» **GIVEN REQUEST A**
Answer these questions from the review column:
(i) Who drew the cover?
(ii) Who handled the colors on "Judge Dredd: Machine Law, Part Six"?
(iii) What charge does Dredd threaten Hershey with?
» **GIVEN REQUEST B**
Can you output the passage of the review column starting with "Cover by Adam" and going on through "Annie Parkhouse (letters)"?

» **SOURCE**
————
2000 AD Prog 2120 Featured Columns 

Multiver-City One: 2000 AD Prog 2120: Tankbuster!

By , , , and | February 27th, 2019
Posted in Columns | % Comments

Welcome, Earthlets, to Multiver-City One, our “2000 AD” weekly review column! Every Wednesday we examine the latest offerings from Tharg and the droids over at Rebellion/2000 AD, the galaxy’s leading producers of Thrill-Power entertainment. Let’s get right to it!

Cover by Adam Brown

THIS WEEK IN 2000AD

Judge Dredd: Machine Law, Part Six
Credits: John Wagner (script), Colin MacNeil (art), Chris Blythe (colors), Annie Parkhouse (letters)

Rowan Grover: Threads come together in part six of “Machine Law”, where we finally see the march against robots take place. There’s an unsettling sense throughout the whole issue as we see reporters talking to marchers, who speak uncannily like real-life bigots in true 2000 AD satirical style. Wagner pens a touching moment between Dredd and Hershey too, especially as Dredd threatens Hershey’s giving into her illness with an insubordination charge. Getting back to the political side, we see an undercover meeting of the old Council of Five, as they all voice their disapproval of Logan’s Machine Law. It’s terrifying, but it’s a little hard to follow as so many characters are voicing the same opinion, essentially finishing each other’s sentences. Everything comes to a climax in spectacular suspense, as Wagner writes the unwavering Logan standing proudly next to Harvey above the marchers, unmoved even by the frightening addition of rogue Judges to their ranks.
————
Entries pointing to named objects
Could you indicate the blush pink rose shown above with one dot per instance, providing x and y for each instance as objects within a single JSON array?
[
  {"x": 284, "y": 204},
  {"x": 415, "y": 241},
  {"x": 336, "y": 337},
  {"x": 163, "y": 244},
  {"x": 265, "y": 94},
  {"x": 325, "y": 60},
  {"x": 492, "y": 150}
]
————
» **FULL OUTPUT A**
(i) Adam Brown
(ii) Chris Blythe
(iii) An insubordination charge

» **FULL OUTPUT B**
Cover by Adam Brown

THIS WEEK IN 2000AD

Judge Dredd: Machine Law, Part Six
Credits: John Wagner (script), Colin MacNeil (art), Chris Blythe (colors), Annie Parkhouse (letters)